The Fox-CCTV trade war “debate” was polite, dull, and condescending

By Mary Hui

The hype in the run-up to what was billed as a historic debate between a Fox anchor and a presenter from China’s state broadcaster captured the imagination of millions. But what actually transpired in the brief 17-minute encounter, punctuated by lags in the satellite connection, was disappointingly short on substance.

On Wednesday night (Thursday morning in China), Trish Regan, a host on Fox Business Network, chatted with Liu Xin of China Global Television Network, an international arm of the state-owned China Central Television (CCTV), about trade and technology against the backdrop of the escalating US-China trade war.

It was a culmination of days of Twitter-sparring between the two women, but ultimately flopped in an anti-climax that left key questions unanswered. What was supposed to be a proxy for the trade war, fought by representatives of television networks favored by their respective country leaders, ended up going nowhere.

There was no mud-slinging, as Liu had requested as a precondition. But there was condescension and snide from both sides, mixed with boilerplate pleasantries like Regan telling Liu, “I appreciate you being here.”

The debate started with a somewhat testy exchange. Regan had introduced Liu as being “part of the CCP [Chinese Communist Party]—a statement that Liu immediately disputed.

“This is on the record, so please don’t assume that I’m a member and I don’t speak for the Communist party of China,” Liu said. “Here today I’m only speaking for myself, Liu Xin, a journalist working for CGTN.”

=== Parts of the exercise ===
(a) In the article on the Fox-CCTV trade war debate, how many minutes did the encounter last?
(b) Which people are named in the article on the Fox-CCTV debate? List all of them.

=== Outline records ===
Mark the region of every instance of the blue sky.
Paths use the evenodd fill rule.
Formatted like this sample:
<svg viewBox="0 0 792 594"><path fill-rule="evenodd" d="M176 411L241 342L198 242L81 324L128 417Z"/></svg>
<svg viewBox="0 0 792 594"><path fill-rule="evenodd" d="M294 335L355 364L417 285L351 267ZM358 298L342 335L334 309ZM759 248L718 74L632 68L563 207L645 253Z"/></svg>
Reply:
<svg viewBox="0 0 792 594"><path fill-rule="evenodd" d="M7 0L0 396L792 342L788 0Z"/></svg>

--

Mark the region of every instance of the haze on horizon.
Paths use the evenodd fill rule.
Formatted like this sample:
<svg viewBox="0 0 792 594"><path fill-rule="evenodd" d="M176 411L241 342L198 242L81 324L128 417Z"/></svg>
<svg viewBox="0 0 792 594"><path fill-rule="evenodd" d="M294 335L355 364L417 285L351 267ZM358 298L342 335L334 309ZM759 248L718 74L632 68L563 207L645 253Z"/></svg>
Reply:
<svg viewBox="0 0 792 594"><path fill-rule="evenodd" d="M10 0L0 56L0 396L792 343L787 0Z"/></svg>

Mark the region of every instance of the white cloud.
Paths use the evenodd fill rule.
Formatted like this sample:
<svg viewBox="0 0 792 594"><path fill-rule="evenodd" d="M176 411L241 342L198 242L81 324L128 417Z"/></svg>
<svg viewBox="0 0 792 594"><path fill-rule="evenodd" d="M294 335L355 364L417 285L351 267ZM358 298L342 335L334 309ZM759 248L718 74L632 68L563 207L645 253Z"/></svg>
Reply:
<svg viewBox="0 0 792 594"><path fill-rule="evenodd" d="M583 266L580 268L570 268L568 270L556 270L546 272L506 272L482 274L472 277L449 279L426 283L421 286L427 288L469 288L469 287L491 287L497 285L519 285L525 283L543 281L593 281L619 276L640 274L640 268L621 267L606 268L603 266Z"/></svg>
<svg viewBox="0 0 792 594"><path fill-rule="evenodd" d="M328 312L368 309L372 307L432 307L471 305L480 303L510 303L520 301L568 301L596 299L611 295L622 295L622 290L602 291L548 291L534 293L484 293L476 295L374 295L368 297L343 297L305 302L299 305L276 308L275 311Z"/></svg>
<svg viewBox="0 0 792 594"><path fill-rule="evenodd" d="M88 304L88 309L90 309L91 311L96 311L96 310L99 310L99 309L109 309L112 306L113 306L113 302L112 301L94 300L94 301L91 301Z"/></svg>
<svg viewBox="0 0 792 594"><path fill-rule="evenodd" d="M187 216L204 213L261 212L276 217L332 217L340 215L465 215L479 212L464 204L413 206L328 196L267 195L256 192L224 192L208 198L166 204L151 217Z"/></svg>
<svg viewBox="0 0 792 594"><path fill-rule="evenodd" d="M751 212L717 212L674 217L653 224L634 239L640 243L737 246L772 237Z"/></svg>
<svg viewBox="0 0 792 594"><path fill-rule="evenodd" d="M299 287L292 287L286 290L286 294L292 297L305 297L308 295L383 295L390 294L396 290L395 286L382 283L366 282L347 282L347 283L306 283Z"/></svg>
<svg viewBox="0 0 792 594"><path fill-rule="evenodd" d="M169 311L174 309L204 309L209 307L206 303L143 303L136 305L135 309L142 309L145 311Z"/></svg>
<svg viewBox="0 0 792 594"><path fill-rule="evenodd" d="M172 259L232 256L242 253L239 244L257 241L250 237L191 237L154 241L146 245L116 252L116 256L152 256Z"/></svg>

=== Written answers ===
(a) 17 minutes

(b) Mary Hui, Trish Regan, Liu Xin